Voici quelques propos capturés sur le vif, comme des papillons qu’il faut vite relâcher :
« Je suis mosaïste et j’ai choisi la calligraphie arabe pour la beauté, la
poésie et l’esthétique qu’elle suggère. Cette démarche artistique et spirituelle,
c’est ma façon d’avancer dans la vie. Je vis ma passion, c’est une véritable thérapie. »
Sylvie Hénot « Elévation ».
« J’ai représenté ici la famille telle que les gouvernements veulent qu’elle
soit : enchaînée par des besoins matérialistes créés de toute pièce par tout le
matraquage publicitaire de la télé, d’où le choix de cette couleur or qui évoque
le clinquant, l’inutile et ces chaînes qui symbolisent cet esclavagisme moderne.
Pour élever les enfants, il faut leur apprendre à aimer les gens plutôt que les
objets. »
Tony Crosbie « La Famille ».
« J’ai installé ce banc taillé dans la masse d’un superbe châtaignier pour
que l’on puisse s’asseoir et observer les œuvres en face. »
Philippe Claudy « Sofa ».
« La mère, je veux bien, mais le père y est aussi pour quelque chose. J’ai
sculpté cet homme qui porte son bébé en hommage à un ami disparu qui a beaucoup
souffert de la non reconnaissance de sa paternité. »
Maurice Bonnand « Paternité ».

Consigne: Reproduisez à l'identique le passage de la source qui commence par « Voici quelques propos » et va jusqu'à « cet esclavagisme moderne. ».

Données fournies:
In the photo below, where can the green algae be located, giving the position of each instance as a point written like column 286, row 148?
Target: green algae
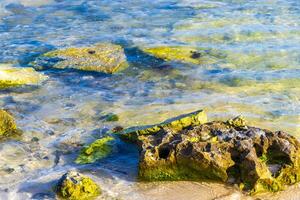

Résultat de l'exercice:
Voici quelques propos capturés sur le vif, comme des papillons qu’il faut vite relâcher :
« Je suis mosaïste et j’ai choisi la calligraphie arabe pour la beauté, la
poésie et l’esthétique qu’elle suggère. Cette démarche artistique et spirituelle,
c’est ma façon d’avancer dans la vie. Je vis ma passion, c’est une véritable thérapie. »
Sylvie Hénot « Elévation ».
« J’ai représenté ici la famille telle que les gouvernements veulent qu’elle
soit : enchaînée par des besoins matérialistes créés de toute pièce par tout le
matraquage publicitaire de la télé, d’où le choix de cette couleur or qui évoque
le clinquant, l’inutile et ces chaînes qui symbolisent cet esclavagisme moderne.